Establish how many lines in the entries hold the string "jersey". The number by itself is the whole answer.

Natural-language object grounding data

..........

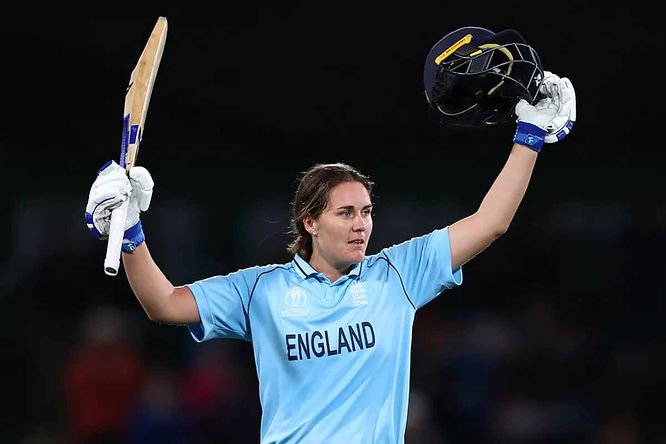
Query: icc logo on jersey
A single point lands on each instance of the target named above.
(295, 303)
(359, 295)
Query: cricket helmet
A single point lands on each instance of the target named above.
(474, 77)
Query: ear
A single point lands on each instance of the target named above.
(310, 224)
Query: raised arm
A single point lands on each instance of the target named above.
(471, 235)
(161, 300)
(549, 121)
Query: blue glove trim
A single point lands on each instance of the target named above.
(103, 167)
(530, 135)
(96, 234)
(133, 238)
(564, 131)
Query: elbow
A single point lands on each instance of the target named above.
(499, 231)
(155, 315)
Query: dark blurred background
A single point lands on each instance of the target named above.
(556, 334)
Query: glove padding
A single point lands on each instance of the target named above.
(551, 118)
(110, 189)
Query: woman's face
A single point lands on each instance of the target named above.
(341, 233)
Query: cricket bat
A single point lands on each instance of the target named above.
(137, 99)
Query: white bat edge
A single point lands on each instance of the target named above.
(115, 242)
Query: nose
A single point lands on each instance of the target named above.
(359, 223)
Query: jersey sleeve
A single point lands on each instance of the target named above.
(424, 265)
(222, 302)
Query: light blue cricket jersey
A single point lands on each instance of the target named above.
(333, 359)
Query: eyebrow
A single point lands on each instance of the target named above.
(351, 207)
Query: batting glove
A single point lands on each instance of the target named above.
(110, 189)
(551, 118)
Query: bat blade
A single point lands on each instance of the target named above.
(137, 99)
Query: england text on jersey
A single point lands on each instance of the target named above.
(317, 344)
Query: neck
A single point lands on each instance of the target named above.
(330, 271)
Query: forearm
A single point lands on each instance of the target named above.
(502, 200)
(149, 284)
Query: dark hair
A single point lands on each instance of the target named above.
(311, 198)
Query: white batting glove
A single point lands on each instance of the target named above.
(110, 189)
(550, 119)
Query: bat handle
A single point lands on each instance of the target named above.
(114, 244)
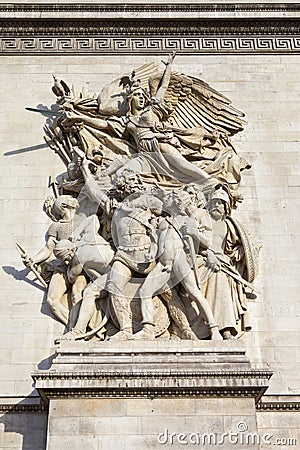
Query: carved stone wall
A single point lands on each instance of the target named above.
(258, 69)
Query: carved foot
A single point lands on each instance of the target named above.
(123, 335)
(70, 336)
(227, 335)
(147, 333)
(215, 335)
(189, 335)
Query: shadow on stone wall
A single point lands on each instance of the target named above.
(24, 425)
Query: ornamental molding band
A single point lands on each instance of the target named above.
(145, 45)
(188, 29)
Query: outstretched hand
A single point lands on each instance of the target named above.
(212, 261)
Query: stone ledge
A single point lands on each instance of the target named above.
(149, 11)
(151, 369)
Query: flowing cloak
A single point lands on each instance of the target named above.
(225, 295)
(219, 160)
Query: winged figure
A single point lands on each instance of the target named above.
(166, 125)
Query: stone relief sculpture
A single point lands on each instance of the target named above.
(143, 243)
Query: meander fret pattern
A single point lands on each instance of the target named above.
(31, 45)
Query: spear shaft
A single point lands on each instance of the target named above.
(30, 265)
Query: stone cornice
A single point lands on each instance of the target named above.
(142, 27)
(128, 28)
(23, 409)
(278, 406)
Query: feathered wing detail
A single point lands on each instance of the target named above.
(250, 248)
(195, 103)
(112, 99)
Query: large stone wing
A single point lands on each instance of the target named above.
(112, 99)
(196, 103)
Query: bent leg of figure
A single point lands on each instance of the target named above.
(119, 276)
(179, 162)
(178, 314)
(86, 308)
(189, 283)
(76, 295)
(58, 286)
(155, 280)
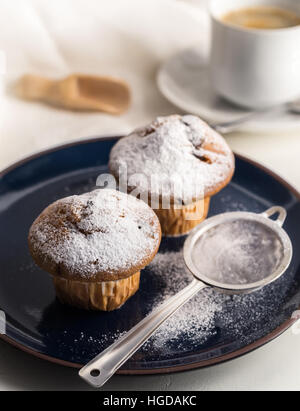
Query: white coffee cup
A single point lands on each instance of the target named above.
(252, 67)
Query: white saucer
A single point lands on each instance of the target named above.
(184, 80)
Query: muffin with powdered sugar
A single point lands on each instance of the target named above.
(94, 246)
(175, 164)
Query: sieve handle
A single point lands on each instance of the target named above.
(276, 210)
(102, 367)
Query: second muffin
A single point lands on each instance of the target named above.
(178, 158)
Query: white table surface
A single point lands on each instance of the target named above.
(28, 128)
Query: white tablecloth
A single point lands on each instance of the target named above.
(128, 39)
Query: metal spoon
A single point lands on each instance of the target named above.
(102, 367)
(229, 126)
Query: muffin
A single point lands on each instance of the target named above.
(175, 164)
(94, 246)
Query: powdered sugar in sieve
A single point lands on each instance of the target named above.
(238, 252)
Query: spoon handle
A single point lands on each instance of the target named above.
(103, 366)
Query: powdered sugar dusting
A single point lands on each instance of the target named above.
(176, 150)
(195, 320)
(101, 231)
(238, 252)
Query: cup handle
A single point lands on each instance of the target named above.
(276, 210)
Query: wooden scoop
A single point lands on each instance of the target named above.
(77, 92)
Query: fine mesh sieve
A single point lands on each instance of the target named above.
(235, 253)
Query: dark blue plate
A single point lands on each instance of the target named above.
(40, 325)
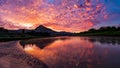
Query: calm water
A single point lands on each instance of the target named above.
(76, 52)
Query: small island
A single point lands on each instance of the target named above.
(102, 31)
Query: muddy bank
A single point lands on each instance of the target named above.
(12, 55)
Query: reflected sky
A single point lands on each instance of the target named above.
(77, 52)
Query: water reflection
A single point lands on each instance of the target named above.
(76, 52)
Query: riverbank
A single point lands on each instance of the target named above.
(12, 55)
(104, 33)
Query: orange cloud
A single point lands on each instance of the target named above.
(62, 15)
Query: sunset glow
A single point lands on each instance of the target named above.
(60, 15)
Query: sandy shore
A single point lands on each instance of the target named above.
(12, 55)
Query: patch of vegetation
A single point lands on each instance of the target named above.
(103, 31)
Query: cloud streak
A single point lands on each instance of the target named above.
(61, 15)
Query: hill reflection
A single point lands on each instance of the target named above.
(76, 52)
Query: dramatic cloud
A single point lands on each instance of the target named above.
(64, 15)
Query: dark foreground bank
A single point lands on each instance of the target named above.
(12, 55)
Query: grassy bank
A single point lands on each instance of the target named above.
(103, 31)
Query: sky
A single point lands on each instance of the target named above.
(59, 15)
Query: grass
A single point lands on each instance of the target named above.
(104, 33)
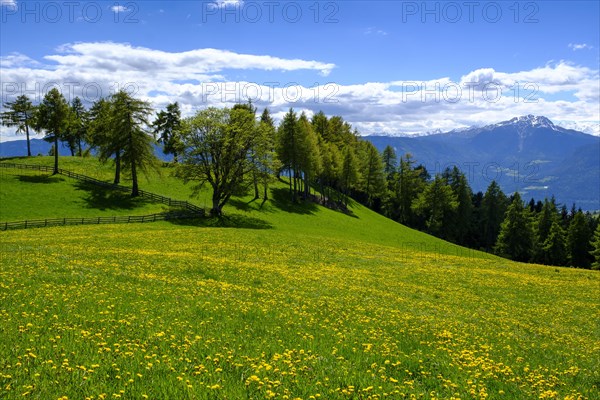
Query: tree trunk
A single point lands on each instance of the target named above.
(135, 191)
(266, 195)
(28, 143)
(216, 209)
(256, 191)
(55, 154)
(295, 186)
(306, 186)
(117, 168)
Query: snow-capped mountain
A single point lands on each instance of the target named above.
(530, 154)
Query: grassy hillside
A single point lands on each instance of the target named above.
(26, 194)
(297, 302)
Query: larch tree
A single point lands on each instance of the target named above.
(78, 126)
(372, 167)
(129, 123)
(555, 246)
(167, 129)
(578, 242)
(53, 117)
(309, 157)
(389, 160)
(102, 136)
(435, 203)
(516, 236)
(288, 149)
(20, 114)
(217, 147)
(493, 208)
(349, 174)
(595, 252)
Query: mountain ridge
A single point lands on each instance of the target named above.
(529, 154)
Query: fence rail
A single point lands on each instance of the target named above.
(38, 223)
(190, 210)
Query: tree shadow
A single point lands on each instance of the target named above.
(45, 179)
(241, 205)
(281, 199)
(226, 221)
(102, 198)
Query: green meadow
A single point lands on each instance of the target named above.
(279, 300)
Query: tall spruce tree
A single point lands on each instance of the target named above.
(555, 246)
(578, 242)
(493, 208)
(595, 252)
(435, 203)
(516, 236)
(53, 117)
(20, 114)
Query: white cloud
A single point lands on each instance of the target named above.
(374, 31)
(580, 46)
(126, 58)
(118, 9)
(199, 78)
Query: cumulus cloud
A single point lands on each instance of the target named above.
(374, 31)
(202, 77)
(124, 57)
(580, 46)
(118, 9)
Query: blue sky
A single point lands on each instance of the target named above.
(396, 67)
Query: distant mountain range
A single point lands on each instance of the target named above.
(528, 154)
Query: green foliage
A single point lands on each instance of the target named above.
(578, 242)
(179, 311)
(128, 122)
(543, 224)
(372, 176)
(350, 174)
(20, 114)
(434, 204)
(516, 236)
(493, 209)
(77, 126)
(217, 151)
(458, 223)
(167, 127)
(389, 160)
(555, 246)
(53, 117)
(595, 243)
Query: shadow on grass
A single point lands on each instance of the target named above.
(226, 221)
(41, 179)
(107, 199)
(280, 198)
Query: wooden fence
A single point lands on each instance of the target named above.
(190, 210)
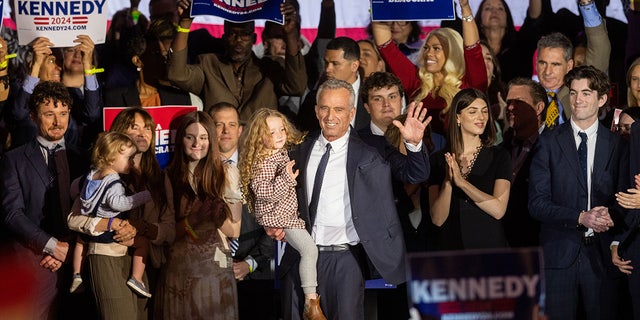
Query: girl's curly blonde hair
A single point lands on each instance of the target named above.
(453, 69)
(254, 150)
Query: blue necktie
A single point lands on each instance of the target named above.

..........

### OUTPUT OF THE EXERCISE
4